## PROBLEMS TO WORK ON
A. According to the passage about Alex, how long ago did she sell her three companies?
B. From the passage about Alex, extract the text between "Impeccably fit, confident, and" and "that fateful trip.", inclusive.

TEXT PASSAGE below:

Owner of several successful businesses, and president of her industry’s North American association, she was well recognized on the flight. She has a vague memory of lying on the floor at the luggage carousel. When she came to, out of her blackout, she was unpacking her clothes in her hotel suite. Minutes later, there was a knock at the door, and a colleague arrived with a large jug of Kentucky bourbon. The next morning it was breakfast.
This was Alex’s last hurrah—and a very public one at that. On the conference floor, an old friend confronted her: “What did you do on that plane yesterday? Everyone is talking.” Turns out, airport security had escorted her to the luggage carousel, where she had passed out. Those who recognized her persuaded security to release her. Says Alex: “In a blackout, I got myself from the airport to the hotel room. By that point, I was a functioning blackout drinker. I ended up drinking for the next four days.”
Impeccably fit, confident, and articulate, Alex sold her three companies ten years ago in a series of multimillion-dollar deals. The Las Vegas incident is now twenty-two years in the past, and she is generous with the details concerning what led up to that fateful trip.

End of TEXT PASSAGE.
PROVIDED MATERIAL below:

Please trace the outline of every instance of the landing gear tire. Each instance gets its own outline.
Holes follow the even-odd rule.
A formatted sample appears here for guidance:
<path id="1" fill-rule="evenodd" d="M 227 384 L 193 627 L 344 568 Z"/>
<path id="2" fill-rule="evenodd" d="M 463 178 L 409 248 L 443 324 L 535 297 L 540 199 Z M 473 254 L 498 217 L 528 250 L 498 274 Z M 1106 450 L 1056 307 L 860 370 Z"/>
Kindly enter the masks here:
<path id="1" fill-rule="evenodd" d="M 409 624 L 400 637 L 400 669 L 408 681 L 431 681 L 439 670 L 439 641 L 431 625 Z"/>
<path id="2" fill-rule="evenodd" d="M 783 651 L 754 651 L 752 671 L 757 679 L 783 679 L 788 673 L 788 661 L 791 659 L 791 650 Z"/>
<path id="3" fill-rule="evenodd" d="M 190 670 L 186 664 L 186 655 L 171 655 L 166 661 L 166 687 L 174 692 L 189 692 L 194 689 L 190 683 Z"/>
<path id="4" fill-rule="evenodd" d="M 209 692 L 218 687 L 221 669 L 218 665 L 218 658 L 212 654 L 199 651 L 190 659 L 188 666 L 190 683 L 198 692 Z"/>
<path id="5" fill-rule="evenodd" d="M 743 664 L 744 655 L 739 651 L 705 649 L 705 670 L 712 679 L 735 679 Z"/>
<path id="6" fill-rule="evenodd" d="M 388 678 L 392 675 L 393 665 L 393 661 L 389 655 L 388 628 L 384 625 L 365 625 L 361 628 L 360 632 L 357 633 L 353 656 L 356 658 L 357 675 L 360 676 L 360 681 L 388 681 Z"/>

End of PROVIDED MATERIAL.

## RESULTS FOR THE EXERCISE
A. Ten years ago.

B.
Impeccably fit, confident, and articulate, Alex sold her three companies ten years ago in a series of multimillion-dollar deals. The Las Vegas incident is now twenty-two years in the past, and she is generous with the details concerning what led up to that fateful trip.